What needs to be done - Please filter the entries and return only the lines that include "helmet".

BEGIN

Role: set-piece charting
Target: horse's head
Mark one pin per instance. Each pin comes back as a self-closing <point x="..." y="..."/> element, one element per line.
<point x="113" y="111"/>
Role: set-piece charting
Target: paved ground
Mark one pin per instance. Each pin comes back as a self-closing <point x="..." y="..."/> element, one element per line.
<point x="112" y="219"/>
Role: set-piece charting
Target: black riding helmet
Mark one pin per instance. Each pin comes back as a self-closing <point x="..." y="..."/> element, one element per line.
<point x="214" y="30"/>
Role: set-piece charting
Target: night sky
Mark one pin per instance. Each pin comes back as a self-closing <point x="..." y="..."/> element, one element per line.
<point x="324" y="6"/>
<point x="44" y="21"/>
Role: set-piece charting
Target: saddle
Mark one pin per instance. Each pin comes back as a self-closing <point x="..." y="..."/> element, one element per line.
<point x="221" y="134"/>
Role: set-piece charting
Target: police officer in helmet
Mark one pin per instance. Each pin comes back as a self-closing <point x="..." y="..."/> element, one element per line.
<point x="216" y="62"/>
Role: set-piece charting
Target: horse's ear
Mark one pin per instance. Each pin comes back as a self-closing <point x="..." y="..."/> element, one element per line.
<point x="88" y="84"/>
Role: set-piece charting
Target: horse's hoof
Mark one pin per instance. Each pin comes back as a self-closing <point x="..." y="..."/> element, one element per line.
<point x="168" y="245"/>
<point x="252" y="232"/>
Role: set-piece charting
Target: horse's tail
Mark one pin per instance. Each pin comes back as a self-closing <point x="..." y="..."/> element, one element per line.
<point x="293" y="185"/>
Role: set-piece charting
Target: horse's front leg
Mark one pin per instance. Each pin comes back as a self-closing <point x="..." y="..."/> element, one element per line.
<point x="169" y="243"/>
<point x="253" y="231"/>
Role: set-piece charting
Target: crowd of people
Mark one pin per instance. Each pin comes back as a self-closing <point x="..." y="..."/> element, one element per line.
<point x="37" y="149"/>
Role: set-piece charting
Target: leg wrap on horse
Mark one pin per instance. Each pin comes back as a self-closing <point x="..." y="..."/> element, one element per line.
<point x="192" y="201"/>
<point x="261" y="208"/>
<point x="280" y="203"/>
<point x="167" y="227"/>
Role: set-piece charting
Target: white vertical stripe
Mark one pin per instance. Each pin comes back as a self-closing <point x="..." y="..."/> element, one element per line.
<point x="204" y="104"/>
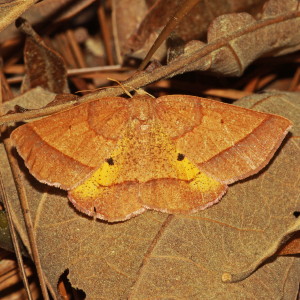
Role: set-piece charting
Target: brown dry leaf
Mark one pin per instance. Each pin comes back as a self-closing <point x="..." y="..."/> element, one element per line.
<point x="193" y="26"/>
<point x="53" y="10"/>
<point x="293" y="246"/>
<point x="10" y="10"/>
<point x="28" y="100"/>
<point x="236" y="40"/>
<point x="158" y="255"/>
<point x="44" y="67"/>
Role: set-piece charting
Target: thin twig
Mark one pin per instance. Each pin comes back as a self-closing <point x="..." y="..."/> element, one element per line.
<point x="172" y="23"/>
<point x="10" y="219"/>
<point x="17" y="174"/>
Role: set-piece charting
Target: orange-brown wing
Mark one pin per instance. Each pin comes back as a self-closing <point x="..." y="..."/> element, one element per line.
<point x="229" y="143"/>
<point x="63" y="149"/>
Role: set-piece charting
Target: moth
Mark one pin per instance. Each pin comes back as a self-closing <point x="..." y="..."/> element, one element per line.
<point x="118" y="157"/>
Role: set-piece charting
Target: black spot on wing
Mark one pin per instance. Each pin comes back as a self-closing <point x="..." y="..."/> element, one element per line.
<point x="180" y="157"/>
<point x="110" y="161"/>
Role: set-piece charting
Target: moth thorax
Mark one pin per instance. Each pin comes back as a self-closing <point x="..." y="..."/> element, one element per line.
<point x="141" y="108"/>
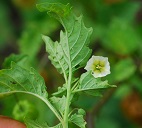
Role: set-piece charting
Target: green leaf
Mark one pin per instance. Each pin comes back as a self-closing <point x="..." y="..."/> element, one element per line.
<point x="20" y="80"/>
<point x="69" y="51"/>
<point x="60" y="103"/>
<point x="91" y="85"/>
<point x="36" y="124"/>
<point x="17" y="79"/>
<point x="21" y="60"/>
<point x="78" y="120"/>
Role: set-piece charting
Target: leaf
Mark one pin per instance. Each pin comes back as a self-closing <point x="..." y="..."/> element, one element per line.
<point x="18" y="79"/>
<point x="21" y="60"/>
<point x="68" y="53"/>
<point x="78" y="120"/>
<point x="36" y="124"/>
<point x="91" y="85"/>
<point x="60" y="103"/>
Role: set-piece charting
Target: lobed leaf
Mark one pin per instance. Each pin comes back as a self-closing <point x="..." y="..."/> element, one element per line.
<point x="69" y="51"/>
<point x="36" y="124"/>
<point x="18" y="79"/>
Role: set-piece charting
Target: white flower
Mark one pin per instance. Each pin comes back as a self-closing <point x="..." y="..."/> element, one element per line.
<point x="99" y="66"/>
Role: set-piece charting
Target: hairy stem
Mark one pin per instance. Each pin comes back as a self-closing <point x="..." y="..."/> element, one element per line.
<point x="67" y="100"/>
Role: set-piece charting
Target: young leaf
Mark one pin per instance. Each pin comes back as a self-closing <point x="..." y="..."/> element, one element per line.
<point x="35" y="124"/>
<point x="60" y="103"/>
<point x="73" y="42"/>
<point x="90" y="85"/>
<point x="78" y="120"/>
<point x="19" y="59"/>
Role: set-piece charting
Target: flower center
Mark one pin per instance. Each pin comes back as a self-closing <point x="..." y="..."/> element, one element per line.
<point x="98" y="67"/>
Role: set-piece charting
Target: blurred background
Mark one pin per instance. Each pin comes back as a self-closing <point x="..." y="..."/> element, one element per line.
<point x="117" y="35"/>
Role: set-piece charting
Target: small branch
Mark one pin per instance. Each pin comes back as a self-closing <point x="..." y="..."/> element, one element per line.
<point x="103" y="101"/>
<point x="90" y="120"/>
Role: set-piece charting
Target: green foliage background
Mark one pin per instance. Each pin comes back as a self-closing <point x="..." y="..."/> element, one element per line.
<point x="117" y="35"/>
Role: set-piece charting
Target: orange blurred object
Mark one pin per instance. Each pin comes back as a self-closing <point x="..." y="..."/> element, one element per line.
<point x="132" y="107"/>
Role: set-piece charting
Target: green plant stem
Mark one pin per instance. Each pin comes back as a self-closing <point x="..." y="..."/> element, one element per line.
<point x="68" y="99"/>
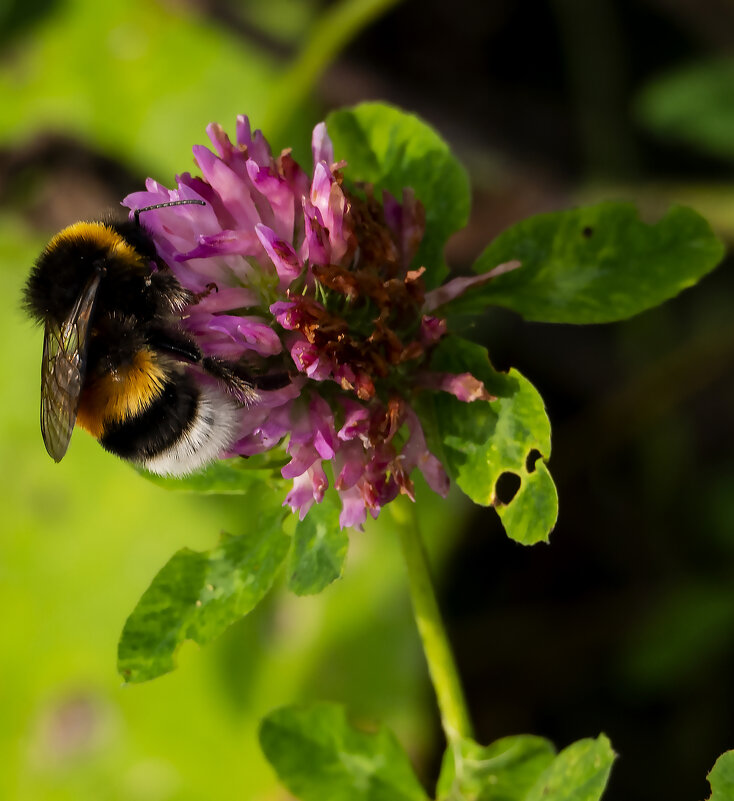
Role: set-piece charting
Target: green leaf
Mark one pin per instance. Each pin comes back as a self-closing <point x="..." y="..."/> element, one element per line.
<point x="693" y="104"/>
<point x="198" y="594"/>
<point x="139" y="82"/>
<point x="393" y="150"/>
<point x="482" y="440"/>
<point x="318" y="551"/>
<point x="223" y="477"/>
<point x="593" y="265"/>
<point x="579" y="773"/>
<point x="721" y="778"/>
<point x="506" y="770"/>
<point x="319" y="756"/>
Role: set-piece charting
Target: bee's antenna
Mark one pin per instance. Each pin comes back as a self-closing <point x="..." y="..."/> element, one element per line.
<point x="138" y="212"/>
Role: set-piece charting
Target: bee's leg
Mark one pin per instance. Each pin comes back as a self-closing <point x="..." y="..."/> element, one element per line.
<point x="208" y="289"/>
<point x="236" y="379"/>
<point x="177" y="344"/>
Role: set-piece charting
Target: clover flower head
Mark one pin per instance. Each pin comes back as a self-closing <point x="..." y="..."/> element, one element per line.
<point x="299" y="271"/>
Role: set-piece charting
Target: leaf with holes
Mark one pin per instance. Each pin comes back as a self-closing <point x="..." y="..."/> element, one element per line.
<point x="319" y="549"/>
<point x="320" y="756"/>
<point x="482" y="440"/>
<point x="721" y="778"/>
<point x="392" y="150"/>
<point x="506" y="770"/>
<point x="593" y="265"/>
<point x="198" y="594"/>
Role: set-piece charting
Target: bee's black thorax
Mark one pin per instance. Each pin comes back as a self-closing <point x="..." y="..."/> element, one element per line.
<point x="123" y="252"/>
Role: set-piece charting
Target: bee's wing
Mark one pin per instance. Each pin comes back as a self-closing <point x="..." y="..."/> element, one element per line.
<point x="62" y="371"/>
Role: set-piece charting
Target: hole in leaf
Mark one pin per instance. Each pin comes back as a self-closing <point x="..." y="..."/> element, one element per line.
<point x="533" y="457"/>
<point x="506" y="488"/>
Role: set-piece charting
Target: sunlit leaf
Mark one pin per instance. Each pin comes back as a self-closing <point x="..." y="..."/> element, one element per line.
<point x="579" y="773"/>
<point x="319" y="550"/>
<point x="721" y="778"/>
<point x="506" y="770"/>
<point x="320" y="756"/>
<point x="141" y="81"/>
<point x="392" y="150"/>
<point x="594" y="264"/>
<point x="198" y="594"/>
<point x="482" y="440"/>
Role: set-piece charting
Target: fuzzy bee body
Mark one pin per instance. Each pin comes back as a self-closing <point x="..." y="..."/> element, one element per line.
<point x="116" y="359"/>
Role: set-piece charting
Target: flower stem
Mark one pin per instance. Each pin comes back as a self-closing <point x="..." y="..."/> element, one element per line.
<point x="441" y="665"/>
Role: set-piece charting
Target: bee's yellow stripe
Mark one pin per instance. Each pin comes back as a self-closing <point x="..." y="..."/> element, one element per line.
<point x="100" y="234"/>
<point x="121" y="395"/>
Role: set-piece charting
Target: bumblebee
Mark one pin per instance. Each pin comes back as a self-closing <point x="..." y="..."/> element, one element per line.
<point x="116" y="359"/>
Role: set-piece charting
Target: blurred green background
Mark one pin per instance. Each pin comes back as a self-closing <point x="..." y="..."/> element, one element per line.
<point x="622" y="625"/>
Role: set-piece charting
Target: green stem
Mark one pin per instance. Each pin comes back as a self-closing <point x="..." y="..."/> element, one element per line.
<point x="441" y="664"/>
<point x="330" y="34"/>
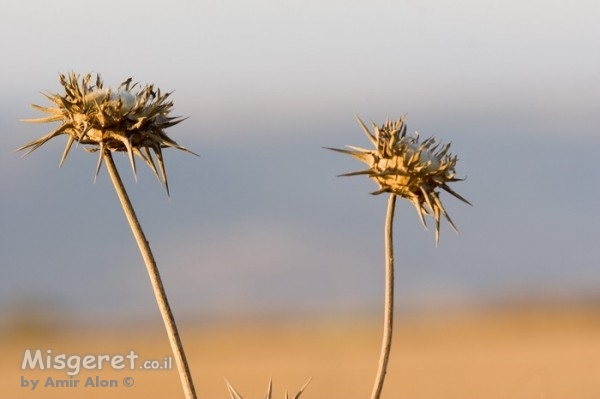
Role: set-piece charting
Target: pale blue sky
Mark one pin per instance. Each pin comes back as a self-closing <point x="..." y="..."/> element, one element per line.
<point x="260" y="221"/>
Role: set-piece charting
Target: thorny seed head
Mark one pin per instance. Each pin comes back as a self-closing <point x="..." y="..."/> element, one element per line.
<point x="235" y="394"/>
<point x="110" y="120"/>
<point x="403" y="165"/>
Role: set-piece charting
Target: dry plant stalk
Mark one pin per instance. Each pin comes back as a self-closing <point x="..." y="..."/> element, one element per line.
<point x="106" y="121"/>
<point x="403" y="166"/>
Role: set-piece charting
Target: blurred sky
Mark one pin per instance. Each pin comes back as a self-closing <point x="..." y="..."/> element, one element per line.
<point x="260" y="222"/>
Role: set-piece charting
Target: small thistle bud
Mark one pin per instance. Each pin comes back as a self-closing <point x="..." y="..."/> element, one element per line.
<point x="110" y="120"/>
<point x="403" y="165"/>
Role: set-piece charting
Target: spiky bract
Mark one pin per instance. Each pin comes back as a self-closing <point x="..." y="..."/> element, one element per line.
<point x="107" y="120"/>
<point x="235" y="394"/>
<point x="403" y="165"/>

END

Written response -
Target: black riding helmet
Target: police officer in helmet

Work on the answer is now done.